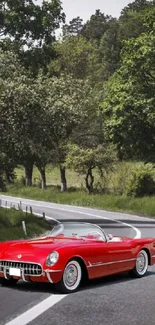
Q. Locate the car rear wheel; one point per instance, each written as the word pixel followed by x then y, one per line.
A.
pixel 71 277
pixel 8 282
pixel 141 266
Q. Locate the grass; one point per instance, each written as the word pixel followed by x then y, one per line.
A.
pixel 141 206
pixel 76 195
pixel 11 225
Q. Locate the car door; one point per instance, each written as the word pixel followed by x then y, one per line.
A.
pixel 97 259
pixel 120 256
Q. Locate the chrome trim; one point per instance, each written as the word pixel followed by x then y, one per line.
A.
pixel 5 274
pixel 49 277
pixel 52 271
pixel 109 263
pixel 23 276
pixel 29 266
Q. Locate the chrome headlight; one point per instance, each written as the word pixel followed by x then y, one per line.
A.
pixel 52 258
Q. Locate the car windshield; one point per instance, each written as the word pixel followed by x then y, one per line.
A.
pixel 77 230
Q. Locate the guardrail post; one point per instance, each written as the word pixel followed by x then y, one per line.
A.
pixel 24 227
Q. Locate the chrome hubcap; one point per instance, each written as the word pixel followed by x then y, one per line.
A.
pixel 140 263
pixel 71 275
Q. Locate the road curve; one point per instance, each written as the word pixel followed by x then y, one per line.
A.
pixel 117 300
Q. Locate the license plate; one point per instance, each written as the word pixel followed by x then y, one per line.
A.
pixel 14 271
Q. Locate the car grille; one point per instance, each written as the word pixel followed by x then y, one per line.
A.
pixel 29 269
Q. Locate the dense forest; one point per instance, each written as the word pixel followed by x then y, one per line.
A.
pixel 85 100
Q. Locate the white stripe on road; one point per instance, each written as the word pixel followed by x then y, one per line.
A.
pixel 55 207
pixel 36 311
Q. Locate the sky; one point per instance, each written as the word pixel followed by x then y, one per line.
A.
pixel 85 8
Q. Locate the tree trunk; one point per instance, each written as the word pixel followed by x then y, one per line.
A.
pixel 43 177
pixel 89 181
pixel 7 177
pixel 63 179
pixel 28 174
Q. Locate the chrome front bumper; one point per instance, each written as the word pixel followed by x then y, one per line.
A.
pixel 27 270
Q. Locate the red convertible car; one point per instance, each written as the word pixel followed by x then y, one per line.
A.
pixel 71 251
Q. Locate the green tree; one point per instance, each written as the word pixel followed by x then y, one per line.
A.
pixel 85 160
pixel 96 26
pixel 77 57
pixel 29 30
pixel 73 28
pixel 130 100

——

● OBJECTIVE: Could you render the records as a JSON list of strings, one string per line, beginning at the start of the records and stopping after the line that contains "pixel 141 266"? Leave out the pictures and any blank lines.

● SOLUTION TO THIS EXERCISE:
[
  "Q. Locate the car rear wheel; one point per instance, each written as the word pixel followed by x then y, one per line.",
  "A.",
  "pixel 71 277",
  "pixel 8 282",
  "pixel 141 266"
]